WORK TO COMPLETE: Below are some entries. Repeat exactly the lines from the one with "Mark each instance of the white suv" through the one with "x=293 y=215", and only those.

·····

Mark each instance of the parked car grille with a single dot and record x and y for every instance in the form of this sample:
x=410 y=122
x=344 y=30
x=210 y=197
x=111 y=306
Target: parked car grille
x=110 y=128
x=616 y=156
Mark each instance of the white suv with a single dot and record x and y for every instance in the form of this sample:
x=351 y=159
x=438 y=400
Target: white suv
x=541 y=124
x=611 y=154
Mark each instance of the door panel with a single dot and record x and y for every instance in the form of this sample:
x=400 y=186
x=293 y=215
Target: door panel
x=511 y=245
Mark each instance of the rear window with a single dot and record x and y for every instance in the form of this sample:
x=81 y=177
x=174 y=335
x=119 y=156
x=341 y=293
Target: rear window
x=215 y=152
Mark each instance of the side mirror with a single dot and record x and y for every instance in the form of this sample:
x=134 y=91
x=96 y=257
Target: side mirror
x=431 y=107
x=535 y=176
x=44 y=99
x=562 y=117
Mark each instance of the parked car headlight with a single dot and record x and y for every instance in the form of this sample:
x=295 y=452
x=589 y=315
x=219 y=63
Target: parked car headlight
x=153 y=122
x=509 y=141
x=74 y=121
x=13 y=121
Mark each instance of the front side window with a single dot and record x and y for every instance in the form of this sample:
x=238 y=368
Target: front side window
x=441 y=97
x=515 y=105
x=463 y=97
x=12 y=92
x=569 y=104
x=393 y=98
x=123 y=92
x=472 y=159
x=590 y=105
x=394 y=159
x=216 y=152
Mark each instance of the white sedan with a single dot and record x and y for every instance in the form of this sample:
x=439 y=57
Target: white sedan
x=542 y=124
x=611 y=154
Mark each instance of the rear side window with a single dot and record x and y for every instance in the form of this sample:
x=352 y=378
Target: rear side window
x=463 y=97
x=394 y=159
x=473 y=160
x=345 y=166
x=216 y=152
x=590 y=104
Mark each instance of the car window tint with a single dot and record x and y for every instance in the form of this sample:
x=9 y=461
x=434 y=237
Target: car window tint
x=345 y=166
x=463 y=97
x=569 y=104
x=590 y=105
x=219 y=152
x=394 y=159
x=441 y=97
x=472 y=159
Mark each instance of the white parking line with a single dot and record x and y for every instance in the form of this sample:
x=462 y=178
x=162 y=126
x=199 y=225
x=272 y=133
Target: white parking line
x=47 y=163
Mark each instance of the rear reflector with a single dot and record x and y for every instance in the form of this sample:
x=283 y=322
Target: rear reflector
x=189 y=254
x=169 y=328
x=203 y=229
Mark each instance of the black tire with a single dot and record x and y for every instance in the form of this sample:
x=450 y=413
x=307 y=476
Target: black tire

·····

WRITTEN REPLY:
Mark each instance of the white suv with a single dot and record x and y for every instance in the form of this sample:
x=351 y=159
x=438 y=400
Target: white suv
x=541 y=124
x=611 y=154
Mark each instance of the door panel with a single dot and record x and y for every instance in the form of this sample:
x=400 y=186
x=293 y=215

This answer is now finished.